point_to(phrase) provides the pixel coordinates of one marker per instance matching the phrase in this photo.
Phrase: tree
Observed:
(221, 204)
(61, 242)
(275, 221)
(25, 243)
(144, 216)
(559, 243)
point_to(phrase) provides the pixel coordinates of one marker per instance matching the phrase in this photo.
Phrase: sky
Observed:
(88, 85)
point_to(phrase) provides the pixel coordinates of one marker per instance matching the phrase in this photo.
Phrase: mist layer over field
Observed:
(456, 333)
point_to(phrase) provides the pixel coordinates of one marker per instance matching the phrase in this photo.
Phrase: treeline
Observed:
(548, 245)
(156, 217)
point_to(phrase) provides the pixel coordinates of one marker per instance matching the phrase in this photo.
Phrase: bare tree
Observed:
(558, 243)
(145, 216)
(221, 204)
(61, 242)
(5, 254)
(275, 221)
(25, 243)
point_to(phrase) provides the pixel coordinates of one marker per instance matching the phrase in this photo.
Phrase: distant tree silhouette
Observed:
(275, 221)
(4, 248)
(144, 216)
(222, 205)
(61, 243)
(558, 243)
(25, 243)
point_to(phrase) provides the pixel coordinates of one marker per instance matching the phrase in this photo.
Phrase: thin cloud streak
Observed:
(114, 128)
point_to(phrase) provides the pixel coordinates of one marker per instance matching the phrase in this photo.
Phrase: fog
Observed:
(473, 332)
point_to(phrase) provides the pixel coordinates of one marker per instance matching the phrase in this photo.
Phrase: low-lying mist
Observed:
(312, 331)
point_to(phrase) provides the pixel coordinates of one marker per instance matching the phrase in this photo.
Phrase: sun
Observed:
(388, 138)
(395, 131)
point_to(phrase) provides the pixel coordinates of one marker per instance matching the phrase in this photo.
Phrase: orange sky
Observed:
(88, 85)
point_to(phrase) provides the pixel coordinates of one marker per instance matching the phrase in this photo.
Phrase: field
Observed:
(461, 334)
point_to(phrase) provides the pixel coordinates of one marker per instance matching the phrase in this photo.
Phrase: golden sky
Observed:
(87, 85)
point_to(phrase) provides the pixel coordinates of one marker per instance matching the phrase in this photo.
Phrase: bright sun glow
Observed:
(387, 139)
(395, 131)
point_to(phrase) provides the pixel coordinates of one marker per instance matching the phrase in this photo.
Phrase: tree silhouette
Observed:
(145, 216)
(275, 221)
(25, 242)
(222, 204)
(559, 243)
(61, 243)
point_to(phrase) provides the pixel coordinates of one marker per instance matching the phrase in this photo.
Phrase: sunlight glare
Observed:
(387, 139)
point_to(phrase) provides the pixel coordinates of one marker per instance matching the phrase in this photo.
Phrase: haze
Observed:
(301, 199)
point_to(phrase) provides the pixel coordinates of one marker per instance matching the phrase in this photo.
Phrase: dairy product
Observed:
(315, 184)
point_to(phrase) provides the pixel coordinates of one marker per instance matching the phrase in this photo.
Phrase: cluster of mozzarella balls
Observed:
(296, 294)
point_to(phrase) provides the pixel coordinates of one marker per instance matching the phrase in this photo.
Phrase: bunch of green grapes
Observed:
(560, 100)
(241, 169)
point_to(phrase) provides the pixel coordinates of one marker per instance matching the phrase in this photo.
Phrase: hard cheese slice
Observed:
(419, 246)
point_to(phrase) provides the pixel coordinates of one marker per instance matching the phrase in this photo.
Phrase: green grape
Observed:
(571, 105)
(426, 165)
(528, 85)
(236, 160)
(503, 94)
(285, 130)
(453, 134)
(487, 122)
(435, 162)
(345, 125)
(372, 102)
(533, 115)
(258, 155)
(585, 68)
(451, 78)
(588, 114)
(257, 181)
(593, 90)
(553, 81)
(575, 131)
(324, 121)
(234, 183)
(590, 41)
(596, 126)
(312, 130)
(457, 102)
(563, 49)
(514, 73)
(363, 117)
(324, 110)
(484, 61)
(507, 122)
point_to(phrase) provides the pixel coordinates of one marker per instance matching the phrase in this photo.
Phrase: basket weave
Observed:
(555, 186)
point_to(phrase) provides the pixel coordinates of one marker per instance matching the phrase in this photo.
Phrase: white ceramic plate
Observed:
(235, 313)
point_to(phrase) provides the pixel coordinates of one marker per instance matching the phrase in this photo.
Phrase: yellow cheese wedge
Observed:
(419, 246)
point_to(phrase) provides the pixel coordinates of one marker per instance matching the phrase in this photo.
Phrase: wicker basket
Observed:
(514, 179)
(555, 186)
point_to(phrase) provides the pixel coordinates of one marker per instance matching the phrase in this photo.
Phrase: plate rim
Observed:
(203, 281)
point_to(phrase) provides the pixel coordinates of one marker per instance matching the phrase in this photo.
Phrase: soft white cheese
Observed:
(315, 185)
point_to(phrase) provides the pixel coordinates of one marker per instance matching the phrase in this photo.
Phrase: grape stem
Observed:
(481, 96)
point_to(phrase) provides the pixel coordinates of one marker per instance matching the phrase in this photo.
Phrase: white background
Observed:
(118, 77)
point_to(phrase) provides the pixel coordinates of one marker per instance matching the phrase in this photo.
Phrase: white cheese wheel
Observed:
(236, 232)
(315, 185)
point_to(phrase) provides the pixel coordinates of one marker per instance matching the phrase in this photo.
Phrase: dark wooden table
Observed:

**Directions for this task:** Every line that holds the word "plate" should be copied from the records.

**Response to this exercise:**
Phrase: white ceramic plate
Phrase: plate rim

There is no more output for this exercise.